▶ [Quoted text]:
/---

Song by Dove Cameron, Cameron Boyce, Booboo Stewart and Sofia Carson

from the album Descendants
- Recorded: 2015
- Genre: Dance-pop
- Length: 2:42
- Label: Walt Disney
- Songwriter(s): Joacim Persson; Shelly Peiken; Johan Alkenäs;
- Producer(s): Twin

= Rotten to the Core (song) =

2015 song from Descendants

"Rotten to the Core" is a song from Disney Channel's 2015 television film Descendants, whose music and lyrics were composed by Joacim Persson, Shelly Peiken and Johann Alkenas. The song was performed in its original show-tune version in the film by the main cast – Dove Cameron, Cameron Boyce, Booboo Stewart and Sofia Carson – in their vocal roles as Mal (daughter of Maleficent), Carlos (son of Cruella de Vil), Jay (son of Jafar) and Evie (daughter of The Evil Queen). The song peaked at number 38 in the Billboard Hot 100. A second version, performed by actress and singer Sofia Carson, was released as a single on December 18, 2015. For the release of the third movie, the song was remixed.

==Background and composition==

A midtempo dance-pop song, "Rotten to the Core" exhibits elements of pop, dubstep and hip hop. Built on a beat, multi-tracked harmonies, the song's instrumentation includes slow-bouncing synthesizer tones and keyboard. The song was written by Joacim Persson, Shelly Peiken and Johann Alkenas and produced by the duo Twin. Cameron's vocals span from the low note of F_{3} and Carson's vocals span from the high notes of F_{5}. The song introduces the four villainous offspring in the film. Gary Wright of Rotoscopes noted that part of the song is spoken, whispered, reflecting an ominous tone to the voices, while only the chorus is sung. Lyrically, the song talks about the feelings of the villains, who are evil and wicked, but they like to be just like this ("Who's the baddest of them all? / Welcome to my wicked world, wicked world"). The stanzas and chorus are sung also among the four artists, while the pre-chorus is only performed by Cameron and Carson.

==Critical reception==
The song has received mixed reviews from music critics. KidsWorld Magazine believed that "Rotten to the Core" was the best song on the album. Chuck Campbell of Knoxville News Sentinel described the song as "surprisingly bold". Daynah of Disney Geek commented that the song had an addictive melody with good sound effects.

\---

According to the article about the song, what was the peak position of "Rotten to the Core" on the Billboard Hot 100? You won't need the lines that come after this text.

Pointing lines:

/---

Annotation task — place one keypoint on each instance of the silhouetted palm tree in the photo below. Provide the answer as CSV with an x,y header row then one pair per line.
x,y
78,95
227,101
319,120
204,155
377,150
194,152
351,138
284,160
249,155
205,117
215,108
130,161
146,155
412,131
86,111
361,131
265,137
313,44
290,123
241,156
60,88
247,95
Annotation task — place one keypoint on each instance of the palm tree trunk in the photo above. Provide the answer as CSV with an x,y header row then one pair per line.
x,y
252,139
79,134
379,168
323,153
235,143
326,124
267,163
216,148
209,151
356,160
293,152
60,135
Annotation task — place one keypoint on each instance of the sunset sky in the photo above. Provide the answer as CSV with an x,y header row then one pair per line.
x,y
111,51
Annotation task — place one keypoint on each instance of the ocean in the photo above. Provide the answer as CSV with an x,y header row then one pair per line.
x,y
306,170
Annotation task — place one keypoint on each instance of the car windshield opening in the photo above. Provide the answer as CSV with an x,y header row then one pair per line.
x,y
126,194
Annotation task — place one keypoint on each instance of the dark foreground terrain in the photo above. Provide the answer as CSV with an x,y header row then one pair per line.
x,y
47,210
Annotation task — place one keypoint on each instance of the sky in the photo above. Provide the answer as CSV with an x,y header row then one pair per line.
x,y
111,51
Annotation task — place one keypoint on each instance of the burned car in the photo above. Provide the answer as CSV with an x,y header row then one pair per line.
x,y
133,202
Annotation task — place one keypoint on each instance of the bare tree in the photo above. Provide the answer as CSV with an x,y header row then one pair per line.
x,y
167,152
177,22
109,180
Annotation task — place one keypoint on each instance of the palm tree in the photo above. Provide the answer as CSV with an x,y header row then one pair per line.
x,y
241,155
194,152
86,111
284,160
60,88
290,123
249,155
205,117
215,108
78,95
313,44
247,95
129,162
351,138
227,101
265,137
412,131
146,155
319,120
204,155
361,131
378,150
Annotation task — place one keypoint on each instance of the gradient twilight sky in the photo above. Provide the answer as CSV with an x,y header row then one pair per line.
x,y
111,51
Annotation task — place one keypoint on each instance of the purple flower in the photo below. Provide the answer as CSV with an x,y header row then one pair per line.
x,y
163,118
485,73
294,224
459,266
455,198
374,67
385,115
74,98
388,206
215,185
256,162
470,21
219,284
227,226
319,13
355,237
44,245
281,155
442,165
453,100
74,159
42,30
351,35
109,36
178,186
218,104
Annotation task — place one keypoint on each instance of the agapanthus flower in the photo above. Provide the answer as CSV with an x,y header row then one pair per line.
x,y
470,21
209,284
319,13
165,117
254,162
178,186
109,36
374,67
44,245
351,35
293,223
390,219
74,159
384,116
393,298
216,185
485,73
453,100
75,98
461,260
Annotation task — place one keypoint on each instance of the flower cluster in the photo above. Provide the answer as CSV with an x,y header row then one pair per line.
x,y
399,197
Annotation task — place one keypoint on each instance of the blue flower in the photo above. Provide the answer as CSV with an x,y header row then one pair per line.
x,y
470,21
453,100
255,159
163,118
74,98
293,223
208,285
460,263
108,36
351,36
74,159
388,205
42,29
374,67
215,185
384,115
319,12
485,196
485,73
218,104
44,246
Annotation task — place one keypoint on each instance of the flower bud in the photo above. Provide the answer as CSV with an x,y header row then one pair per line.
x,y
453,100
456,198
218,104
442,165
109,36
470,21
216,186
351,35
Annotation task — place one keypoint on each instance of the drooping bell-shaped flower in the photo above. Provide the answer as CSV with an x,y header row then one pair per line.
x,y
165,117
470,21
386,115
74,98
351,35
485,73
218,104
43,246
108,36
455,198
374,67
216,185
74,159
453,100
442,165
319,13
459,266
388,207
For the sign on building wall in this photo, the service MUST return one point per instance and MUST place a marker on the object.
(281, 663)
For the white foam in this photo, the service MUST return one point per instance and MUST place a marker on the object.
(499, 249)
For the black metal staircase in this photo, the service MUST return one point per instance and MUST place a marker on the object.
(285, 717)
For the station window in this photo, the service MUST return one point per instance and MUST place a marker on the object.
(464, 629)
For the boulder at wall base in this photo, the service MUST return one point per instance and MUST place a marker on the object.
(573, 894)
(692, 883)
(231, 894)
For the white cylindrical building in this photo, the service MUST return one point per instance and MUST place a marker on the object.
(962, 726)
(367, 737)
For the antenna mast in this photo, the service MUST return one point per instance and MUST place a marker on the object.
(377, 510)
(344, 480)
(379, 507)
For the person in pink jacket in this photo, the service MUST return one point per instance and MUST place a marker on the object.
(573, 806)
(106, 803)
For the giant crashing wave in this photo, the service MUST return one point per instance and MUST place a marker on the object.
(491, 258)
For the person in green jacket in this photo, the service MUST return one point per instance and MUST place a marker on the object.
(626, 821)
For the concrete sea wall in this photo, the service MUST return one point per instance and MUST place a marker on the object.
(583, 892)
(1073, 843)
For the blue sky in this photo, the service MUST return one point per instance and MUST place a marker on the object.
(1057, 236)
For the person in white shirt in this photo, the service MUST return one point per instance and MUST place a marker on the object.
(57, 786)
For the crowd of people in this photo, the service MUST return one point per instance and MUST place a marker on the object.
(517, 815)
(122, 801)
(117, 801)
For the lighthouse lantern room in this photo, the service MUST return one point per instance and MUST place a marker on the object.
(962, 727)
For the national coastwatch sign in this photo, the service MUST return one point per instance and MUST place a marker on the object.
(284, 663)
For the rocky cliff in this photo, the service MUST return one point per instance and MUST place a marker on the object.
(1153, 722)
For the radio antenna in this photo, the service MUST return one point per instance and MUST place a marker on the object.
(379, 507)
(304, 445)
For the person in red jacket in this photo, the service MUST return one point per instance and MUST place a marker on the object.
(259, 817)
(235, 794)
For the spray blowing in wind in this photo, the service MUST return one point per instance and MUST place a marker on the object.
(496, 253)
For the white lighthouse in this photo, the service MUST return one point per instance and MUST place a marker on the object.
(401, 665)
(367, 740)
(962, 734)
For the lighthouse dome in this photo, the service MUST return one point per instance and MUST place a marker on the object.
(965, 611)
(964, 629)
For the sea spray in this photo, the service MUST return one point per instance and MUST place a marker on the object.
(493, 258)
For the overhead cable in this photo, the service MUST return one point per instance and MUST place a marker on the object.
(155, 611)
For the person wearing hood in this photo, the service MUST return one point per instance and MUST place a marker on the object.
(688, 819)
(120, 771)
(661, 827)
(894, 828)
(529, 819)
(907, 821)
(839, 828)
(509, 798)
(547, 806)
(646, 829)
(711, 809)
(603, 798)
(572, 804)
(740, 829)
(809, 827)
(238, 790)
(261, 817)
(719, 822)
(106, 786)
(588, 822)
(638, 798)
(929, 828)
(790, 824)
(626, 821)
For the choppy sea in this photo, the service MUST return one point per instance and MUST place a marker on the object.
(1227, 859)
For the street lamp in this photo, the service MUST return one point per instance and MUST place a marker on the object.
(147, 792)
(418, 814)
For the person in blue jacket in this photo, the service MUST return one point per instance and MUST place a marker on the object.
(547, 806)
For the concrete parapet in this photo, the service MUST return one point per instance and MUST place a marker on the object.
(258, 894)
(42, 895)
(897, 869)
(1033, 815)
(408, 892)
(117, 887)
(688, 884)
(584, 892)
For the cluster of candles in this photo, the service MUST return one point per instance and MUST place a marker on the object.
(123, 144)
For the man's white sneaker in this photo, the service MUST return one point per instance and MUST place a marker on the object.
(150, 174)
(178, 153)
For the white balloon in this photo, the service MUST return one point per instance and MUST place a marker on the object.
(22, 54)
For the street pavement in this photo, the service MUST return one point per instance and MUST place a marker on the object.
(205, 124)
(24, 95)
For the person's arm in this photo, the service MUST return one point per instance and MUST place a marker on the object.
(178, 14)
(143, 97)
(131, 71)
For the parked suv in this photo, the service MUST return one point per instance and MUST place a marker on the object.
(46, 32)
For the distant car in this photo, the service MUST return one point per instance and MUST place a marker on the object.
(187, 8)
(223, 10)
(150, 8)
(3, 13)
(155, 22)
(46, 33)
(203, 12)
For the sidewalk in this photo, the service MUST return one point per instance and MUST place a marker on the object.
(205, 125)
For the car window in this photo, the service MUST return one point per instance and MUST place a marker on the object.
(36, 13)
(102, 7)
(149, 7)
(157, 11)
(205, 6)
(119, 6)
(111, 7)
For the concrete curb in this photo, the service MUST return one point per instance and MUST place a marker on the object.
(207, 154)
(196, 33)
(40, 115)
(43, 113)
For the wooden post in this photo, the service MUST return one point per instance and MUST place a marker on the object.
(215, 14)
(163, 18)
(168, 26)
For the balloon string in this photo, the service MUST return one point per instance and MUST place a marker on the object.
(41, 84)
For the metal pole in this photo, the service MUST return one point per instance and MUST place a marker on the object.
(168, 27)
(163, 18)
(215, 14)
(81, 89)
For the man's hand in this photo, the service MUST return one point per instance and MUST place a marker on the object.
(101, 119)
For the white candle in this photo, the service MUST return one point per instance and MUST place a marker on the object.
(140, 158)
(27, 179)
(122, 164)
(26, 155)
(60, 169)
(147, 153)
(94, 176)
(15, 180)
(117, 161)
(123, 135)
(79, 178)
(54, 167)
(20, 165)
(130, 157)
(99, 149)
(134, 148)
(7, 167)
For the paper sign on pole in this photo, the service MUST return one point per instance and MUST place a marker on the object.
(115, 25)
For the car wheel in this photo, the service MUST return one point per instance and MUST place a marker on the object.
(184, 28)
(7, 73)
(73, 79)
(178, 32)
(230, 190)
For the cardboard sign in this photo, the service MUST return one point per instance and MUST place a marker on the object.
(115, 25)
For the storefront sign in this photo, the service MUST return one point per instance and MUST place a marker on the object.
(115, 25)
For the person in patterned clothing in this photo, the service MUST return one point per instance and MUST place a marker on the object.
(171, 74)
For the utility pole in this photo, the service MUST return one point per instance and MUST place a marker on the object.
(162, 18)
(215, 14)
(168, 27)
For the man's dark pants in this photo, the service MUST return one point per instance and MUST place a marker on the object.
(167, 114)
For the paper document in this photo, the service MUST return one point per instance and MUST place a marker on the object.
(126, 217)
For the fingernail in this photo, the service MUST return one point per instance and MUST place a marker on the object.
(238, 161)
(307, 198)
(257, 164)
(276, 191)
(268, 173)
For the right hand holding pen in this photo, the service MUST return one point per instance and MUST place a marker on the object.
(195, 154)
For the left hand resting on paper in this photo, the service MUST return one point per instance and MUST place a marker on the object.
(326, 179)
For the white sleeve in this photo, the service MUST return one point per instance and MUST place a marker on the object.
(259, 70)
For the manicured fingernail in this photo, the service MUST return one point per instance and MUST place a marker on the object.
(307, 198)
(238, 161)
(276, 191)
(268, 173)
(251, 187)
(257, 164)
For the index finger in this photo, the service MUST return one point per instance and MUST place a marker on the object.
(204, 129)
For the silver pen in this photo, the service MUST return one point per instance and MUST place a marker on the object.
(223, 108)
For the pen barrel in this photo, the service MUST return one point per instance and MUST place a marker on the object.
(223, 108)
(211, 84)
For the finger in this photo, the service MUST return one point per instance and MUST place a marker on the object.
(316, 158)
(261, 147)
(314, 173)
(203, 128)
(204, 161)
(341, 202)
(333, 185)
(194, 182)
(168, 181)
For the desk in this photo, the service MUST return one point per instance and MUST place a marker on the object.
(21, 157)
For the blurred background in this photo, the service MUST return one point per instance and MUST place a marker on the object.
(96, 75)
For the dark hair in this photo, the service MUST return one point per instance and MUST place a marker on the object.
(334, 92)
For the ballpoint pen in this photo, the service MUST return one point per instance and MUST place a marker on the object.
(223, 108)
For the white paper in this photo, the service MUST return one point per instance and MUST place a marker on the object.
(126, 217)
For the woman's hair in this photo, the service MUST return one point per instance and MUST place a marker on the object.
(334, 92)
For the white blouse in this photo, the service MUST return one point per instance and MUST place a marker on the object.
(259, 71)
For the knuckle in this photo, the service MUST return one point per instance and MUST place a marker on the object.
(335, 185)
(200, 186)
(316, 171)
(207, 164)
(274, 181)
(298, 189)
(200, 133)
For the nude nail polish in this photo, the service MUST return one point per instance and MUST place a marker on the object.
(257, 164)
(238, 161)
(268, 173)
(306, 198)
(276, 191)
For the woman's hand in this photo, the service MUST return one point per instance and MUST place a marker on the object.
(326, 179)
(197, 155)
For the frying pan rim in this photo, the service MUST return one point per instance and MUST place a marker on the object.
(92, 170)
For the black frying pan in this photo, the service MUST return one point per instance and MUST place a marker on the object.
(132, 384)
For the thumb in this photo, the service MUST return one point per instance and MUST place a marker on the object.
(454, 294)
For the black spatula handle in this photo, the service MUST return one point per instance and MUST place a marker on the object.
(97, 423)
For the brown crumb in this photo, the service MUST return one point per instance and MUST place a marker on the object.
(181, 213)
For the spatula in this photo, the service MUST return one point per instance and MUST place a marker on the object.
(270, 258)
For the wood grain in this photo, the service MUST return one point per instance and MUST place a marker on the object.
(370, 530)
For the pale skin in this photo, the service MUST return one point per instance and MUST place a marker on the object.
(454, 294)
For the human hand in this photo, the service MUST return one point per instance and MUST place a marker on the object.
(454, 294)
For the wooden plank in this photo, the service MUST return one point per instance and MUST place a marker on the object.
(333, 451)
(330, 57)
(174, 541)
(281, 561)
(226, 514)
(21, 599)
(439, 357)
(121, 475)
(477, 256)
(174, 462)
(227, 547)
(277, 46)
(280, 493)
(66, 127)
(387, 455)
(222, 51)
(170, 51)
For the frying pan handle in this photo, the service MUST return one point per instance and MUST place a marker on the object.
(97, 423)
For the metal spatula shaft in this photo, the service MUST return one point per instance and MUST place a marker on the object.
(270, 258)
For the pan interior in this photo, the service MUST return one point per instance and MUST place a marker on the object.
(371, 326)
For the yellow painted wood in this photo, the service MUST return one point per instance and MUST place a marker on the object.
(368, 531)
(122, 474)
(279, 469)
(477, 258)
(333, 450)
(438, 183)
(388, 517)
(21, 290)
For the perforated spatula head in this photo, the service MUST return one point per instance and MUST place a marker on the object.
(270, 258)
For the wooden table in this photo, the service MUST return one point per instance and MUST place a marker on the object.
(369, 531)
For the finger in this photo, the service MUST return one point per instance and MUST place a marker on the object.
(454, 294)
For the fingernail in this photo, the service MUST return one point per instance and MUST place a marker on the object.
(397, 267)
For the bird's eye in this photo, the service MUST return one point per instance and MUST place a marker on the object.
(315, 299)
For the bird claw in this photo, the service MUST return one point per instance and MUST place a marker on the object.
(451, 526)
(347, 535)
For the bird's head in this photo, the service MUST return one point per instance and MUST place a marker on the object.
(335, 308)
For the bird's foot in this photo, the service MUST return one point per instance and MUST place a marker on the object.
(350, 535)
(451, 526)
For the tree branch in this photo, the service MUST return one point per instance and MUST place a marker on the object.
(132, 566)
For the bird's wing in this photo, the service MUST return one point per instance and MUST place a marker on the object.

\---

▶ [Task response]:
Number 38.